Entries from a pointing dataset:
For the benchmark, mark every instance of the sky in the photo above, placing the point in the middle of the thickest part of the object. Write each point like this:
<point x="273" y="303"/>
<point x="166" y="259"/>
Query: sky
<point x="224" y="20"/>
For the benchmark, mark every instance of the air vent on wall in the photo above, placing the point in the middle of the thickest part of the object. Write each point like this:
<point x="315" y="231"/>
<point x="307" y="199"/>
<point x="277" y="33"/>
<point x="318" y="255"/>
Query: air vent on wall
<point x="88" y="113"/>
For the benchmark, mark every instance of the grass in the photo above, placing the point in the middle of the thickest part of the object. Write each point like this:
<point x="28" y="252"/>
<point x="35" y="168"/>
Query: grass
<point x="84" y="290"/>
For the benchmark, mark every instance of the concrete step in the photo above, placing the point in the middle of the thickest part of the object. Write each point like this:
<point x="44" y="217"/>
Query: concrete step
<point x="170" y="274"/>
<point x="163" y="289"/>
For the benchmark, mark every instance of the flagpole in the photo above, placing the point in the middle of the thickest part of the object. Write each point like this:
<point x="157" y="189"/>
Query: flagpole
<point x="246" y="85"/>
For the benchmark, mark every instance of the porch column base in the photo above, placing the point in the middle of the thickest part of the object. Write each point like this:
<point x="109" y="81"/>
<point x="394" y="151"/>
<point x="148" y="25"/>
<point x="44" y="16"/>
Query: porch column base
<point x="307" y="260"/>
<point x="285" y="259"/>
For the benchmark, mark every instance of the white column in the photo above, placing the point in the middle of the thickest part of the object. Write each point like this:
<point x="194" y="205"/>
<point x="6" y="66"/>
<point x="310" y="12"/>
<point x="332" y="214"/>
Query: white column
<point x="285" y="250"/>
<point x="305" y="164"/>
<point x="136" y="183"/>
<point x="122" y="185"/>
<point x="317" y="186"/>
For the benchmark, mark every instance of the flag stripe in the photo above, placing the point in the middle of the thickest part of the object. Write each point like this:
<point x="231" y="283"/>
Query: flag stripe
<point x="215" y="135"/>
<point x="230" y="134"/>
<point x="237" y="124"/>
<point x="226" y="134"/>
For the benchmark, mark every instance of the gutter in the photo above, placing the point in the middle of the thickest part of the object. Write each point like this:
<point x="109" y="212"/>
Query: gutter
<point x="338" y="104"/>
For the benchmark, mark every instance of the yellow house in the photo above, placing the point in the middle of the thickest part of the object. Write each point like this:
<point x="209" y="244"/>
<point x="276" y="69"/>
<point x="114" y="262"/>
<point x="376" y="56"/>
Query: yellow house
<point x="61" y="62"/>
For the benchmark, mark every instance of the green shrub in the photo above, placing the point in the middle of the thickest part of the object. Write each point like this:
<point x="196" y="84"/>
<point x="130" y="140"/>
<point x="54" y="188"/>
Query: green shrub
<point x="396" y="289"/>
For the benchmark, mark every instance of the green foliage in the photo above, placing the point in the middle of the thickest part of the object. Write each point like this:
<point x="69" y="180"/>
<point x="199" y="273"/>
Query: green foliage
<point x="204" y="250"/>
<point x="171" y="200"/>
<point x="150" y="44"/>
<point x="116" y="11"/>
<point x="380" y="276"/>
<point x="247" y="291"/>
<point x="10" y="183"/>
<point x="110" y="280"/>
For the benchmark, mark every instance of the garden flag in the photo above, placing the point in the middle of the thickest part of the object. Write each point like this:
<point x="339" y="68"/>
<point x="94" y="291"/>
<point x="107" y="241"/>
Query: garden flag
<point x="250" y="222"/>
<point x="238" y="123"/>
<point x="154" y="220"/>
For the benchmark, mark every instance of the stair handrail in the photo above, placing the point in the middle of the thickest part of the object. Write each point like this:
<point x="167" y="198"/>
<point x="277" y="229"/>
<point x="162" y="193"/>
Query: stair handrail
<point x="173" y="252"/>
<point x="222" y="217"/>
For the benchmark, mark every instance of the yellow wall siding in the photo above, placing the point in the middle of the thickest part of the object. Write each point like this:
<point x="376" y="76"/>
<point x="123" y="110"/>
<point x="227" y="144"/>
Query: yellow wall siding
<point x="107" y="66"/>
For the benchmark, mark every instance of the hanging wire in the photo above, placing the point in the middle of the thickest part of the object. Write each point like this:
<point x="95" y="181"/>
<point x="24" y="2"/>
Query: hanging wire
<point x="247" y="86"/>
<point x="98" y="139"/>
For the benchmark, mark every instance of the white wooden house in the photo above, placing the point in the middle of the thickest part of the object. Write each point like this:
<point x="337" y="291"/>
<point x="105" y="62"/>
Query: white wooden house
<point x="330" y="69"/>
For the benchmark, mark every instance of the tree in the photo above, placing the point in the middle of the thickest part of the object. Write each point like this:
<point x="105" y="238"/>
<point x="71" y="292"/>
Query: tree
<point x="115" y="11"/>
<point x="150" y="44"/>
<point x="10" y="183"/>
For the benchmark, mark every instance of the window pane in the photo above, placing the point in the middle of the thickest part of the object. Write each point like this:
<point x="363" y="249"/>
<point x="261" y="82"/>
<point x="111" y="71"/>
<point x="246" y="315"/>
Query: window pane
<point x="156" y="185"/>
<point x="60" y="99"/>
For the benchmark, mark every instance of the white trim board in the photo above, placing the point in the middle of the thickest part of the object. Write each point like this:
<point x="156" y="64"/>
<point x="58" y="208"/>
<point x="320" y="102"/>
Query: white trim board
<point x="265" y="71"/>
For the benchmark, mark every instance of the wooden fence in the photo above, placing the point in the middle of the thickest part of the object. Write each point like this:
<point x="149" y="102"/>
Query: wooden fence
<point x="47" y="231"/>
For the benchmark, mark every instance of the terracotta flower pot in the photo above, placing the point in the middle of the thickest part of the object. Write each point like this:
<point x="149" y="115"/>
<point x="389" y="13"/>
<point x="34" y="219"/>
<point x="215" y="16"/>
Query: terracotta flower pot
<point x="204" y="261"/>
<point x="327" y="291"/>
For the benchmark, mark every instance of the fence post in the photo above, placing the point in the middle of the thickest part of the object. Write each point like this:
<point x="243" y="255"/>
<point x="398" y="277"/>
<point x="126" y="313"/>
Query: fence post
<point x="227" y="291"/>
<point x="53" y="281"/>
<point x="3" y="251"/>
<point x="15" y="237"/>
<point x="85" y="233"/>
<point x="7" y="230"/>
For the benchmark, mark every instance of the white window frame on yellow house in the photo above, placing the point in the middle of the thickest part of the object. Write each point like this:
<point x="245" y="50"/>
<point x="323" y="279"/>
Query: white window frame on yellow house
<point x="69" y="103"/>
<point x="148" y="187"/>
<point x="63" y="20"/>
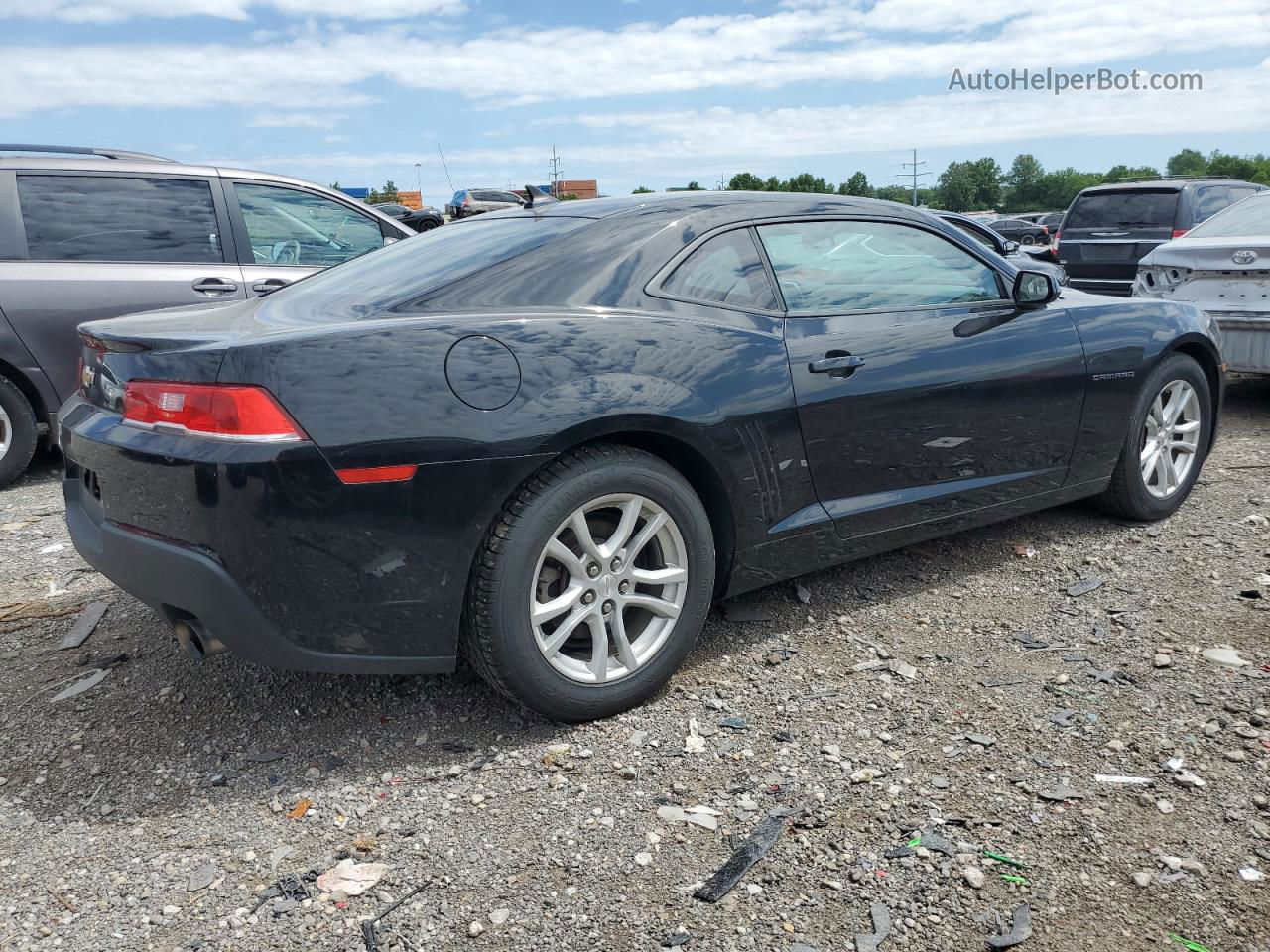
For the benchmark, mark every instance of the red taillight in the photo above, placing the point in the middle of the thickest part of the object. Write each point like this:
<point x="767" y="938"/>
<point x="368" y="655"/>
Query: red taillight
<point x="216" y="411"/>
<point x="376" y="474"/>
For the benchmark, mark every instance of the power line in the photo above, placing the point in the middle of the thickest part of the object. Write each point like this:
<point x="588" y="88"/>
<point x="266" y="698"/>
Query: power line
<point x="556" y="175"/>
<point x="915" y="166"/>
<point x="444" y="167"/>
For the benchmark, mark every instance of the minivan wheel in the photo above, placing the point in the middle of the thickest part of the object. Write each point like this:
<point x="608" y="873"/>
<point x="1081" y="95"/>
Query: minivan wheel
<point x="1167" y="439"/>
<point x="592" y="585"/>
<point x="17" y="431"/>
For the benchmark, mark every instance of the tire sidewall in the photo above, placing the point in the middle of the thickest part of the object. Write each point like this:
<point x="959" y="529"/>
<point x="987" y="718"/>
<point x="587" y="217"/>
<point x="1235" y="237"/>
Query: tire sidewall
<point x="538" y="683"/>
<point x="22" y="419"/>
<point x="1174" y="367"/>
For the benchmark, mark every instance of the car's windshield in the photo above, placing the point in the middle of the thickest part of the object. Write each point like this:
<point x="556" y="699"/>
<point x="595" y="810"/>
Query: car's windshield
<point x="414" y="266"/>
<point x="1246" y="218"/>
<point x="1123" y="209"/>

*Exercise description:*
Find "For the benchmark, mark every instance of the car's" in the data above, then repeat that line and all lines after it exactly, ending with the final line.

*Result below:*
For the benchmark, mark every instance of the car's windshield in the photo above, placing the point in the middle of the thickest part of the object. Write each point like this:
<point x="556" y="699"/>
<point x="595" y="810"/>
Query: car's windshield
<point x="414" y="266"/>
<point x="1246" y="218"/>
<point x="1123" y="209"/>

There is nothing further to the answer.